Data drawn from a collection:

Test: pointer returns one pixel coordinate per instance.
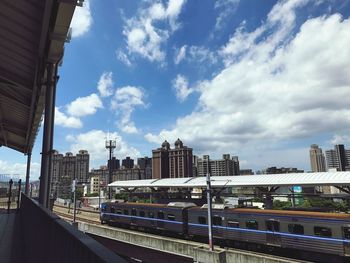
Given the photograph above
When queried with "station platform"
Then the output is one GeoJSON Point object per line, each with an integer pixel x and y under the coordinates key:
{"type": "Point", "coordinates": [10, 237]}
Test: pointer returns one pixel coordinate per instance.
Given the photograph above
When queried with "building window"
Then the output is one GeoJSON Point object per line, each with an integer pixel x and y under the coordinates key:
{"type": "Point", "coordinates": [322, 231]}
{"type": "Point", "coordinates": [251, 224]}
{"type": "Point", "coordinates": [233, 223]}
{"type": "Point", "coordinates": [160, 215]}
{"type": "Point", "coordinates": [217, 221]}
{"type": "Point", "coordinates": [133, 212]}
{"type": "Point", "coordinates": [296, 229]}
{"type": "Point", "coordinates": [202, 220]}
{"type": "Point", "coordinates": [346, 232]}
{"type": "Point", "coordinates": [171, 217]}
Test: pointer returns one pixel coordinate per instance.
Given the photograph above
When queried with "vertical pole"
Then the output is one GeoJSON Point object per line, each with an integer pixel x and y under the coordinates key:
{"type": "Point", "coordinates": [19, 193]}
{"type": "Point", "coordinates": [99, 192]}
{"type": "Point", "coordinates": [210, 226]}
{"type": "Point", "coordinates": [10, 196]}
{"type": "Point", "coordinates": [47, 140]}
{"type": "Point", "coordinates": [29, 157]}
{"type": "Point", "coordinates": [74, 200]}
{"type": "Point", "coordinates": [110, 170]}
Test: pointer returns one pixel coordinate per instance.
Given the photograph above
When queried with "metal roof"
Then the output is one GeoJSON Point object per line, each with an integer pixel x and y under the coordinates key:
{"type": "Point", "coordinates": [32, 34]}
{"type": "Point", "coordinates": [291, 179]}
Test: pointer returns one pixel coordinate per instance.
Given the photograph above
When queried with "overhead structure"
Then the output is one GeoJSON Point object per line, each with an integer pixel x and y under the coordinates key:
{"type": "Point", "coordinates": [340, 179]}
{"type": "Point", "coordinates": [33, 34]}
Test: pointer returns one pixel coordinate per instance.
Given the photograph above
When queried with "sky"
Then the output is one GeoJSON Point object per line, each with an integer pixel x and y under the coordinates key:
{"type": "Point", "coordinates": [262, 80]}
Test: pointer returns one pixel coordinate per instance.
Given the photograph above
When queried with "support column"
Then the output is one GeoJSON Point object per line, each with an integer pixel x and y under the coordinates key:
{"type": "Point", "coordinates": [47, 137]}
{"type": "Point", "coordinates": [29, 157]}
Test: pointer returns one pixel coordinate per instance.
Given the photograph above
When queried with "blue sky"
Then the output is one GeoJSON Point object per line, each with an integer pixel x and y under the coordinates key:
{"type": "Point", "coordinates": [259, 79]}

* Problem description: Tally the lines of the data above that contain the string "queried", treating uppercase and lowercase as distinct. Give only the number.

* Task answer: 8